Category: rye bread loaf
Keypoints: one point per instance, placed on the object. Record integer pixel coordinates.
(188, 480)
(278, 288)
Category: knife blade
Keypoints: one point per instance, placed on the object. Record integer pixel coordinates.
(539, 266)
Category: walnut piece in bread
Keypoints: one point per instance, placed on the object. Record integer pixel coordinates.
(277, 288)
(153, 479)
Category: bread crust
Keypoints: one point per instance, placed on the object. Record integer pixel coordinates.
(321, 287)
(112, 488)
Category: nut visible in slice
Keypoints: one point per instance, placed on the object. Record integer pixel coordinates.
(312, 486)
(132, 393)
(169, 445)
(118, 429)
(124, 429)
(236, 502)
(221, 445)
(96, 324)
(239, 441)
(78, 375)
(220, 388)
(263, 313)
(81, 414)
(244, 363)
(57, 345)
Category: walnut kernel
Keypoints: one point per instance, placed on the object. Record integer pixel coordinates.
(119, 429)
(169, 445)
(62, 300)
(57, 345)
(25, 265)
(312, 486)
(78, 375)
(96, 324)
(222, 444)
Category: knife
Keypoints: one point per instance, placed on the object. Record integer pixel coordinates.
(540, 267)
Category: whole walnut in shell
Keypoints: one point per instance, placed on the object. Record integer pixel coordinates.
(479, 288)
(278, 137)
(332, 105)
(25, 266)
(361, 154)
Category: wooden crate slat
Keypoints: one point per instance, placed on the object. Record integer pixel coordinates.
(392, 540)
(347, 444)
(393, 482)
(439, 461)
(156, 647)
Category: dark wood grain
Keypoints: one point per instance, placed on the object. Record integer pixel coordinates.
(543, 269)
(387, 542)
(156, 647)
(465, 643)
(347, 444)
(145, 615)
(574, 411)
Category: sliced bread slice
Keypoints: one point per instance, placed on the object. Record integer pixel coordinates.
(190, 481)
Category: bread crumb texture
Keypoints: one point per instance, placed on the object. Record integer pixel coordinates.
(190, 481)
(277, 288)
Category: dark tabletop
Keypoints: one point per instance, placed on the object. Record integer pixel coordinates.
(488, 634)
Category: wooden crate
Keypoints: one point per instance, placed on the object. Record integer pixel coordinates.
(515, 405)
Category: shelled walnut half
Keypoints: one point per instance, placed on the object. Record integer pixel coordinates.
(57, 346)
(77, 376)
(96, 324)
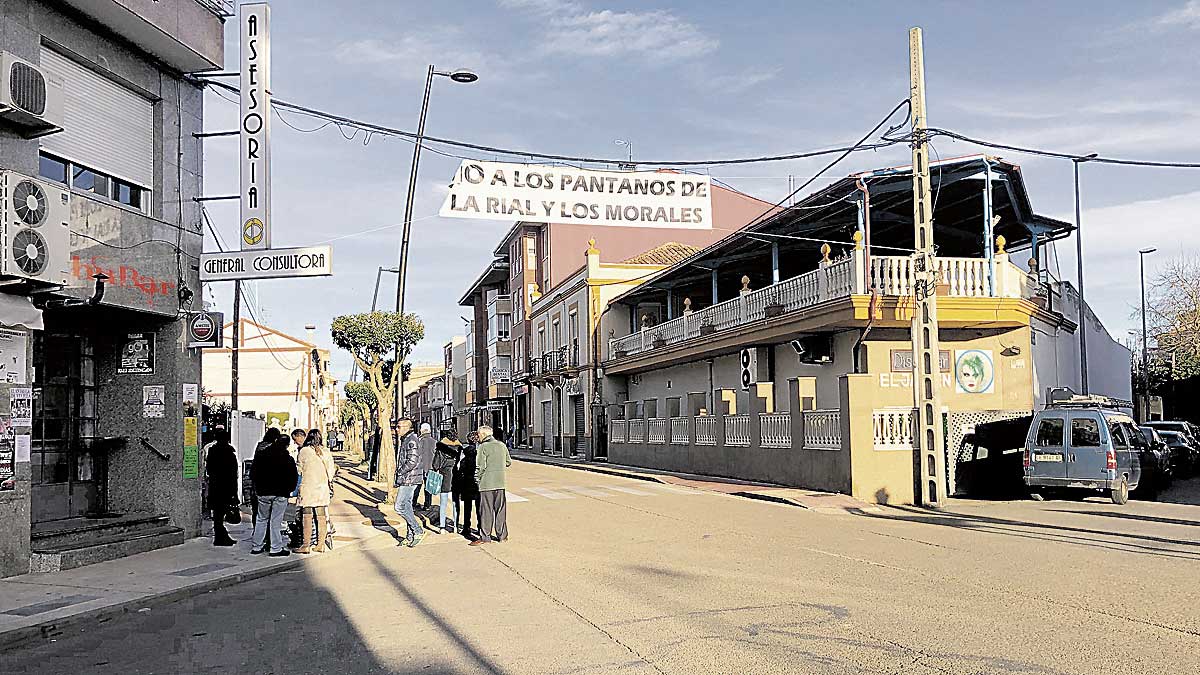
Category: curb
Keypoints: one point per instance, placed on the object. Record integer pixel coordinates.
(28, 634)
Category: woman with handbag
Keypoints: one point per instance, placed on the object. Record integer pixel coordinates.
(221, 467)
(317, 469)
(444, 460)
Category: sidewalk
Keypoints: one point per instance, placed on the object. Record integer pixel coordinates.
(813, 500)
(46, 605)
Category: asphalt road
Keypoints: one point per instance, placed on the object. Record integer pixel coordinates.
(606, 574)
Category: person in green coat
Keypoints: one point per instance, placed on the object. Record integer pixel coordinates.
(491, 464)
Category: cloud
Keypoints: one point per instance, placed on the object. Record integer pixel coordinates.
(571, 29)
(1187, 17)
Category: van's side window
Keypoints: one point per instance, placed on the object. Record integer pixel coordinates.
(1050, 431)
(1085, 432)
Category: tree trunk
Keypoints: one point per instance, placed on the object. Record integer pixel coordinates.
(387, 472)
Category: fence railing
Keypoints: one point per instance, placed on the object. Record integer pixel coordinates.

::::

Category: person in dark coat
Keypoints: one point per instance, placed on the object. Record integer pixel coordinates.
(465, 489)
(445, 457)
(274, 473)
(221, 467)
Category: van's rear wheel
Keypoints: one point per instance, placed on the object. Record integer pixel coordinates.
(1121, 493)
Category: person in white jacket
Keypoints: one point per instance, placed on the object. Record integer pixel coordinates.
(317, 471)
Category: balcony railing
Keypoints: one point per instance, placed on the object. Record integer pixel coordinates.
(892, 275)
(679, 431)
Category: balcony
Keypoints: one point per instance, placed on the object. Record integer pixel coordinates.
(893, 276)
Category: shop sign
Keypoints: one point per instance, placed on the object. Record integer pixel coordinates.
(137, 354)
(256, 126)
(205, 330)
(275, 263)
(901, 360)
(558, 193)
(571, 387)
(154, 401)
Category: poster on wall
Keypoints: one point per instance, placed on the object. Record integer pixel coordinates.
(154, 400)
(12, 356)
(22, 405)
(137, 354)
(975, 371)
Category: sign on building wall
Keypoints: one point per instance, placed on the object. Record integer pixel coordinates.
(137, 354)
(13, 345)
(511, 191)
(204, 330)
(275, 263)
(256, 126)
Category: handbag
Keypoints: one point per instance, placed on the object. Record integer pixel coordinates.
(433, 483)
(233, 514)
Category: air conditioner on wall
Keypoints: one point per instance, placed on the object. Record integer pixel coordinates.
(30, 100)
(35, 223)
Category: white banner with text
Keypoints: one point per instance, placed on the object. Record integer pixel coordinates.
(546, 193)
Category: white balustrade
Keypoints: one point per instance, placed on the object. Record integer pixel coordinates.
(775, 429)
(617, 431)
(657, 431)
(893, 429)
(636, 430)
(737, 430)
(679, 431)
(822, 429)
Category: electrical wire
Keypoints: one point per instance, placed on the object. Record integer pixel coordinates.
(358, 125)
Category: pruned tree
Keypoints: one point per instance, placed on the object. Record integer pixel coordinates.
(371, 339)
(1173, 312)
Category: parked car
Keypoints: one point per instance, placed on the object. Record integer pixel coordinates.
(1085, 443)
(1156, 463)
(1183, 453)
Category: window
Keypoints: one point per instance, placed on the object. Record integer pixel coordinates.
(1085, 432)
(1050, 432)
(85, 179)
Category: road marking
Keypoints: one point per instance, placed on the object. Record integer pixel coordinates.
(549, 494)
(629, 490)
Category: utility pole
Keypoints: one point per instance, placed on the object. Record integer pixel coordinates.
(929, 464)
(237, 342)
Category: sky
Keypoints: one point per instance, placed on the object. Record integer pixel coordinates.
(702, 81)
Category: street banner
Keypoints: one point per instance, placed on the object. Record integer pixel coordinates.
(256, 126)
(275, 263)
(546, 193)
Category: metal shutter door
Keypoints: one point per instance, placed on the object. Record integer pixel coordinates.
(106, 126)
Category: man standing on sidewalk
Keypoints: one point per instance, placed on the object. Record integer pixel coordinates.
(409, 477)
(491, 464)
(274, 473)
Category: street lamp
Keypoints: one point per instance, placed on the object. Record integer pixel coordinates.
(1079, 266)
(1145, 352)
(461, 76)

::::

▶ **Requirement**
Report every line above that contains the word "with" and copy each one in full.

▶ **Response below**
Category: woman with handbag
Category: white banner with text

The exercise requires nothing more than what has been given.